====== MATERIAL FOR THIS TASK

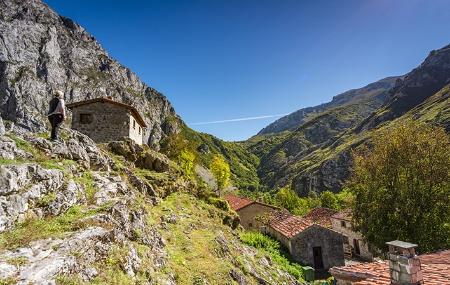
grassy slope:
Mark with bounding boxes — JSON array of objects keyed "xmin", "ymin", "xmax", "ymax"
[
  {"xmin": 0, "ymin": 132, "xmax": 306, "ymax": 285},
  {"xmin": 244, "ymin": 86, "xmax": 450, "ymax": 191},
  {"xmin": 146, "ymin": 193, "xmax": 304, "ymax": 284},
  {"xmin": 162, "ymin": 125, "xmax": 259, "ymax": 189}
]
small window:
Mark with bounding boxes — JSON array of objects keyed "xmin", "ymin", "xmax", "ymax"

============

Print every row above verbatim, character for character, and omit the pictures.

*ANSWER TO THE TASK:*
grassy slope:
Mark with bounding boxes — JSON array of objects keyed "xmin", "ymin", "xmax", "ymax"
[
  {"xmin": 0, "ymin": 132, "xmax": 306, "ymax": 285},
  {"xmin": 244, "ymin": 86, "xmax": 450, "ymax": 191},
  {"xmin": 146, "ymin": 193, "xmax": 304, "ymax": 284},
  {"xmin": 162, "ymin": 125, "xmax": 259, "ymax": 189}
]
small window:
Mark with bounding boxes — JSON array of objects keyed "xmin", "ymin", "xmax", "ymax"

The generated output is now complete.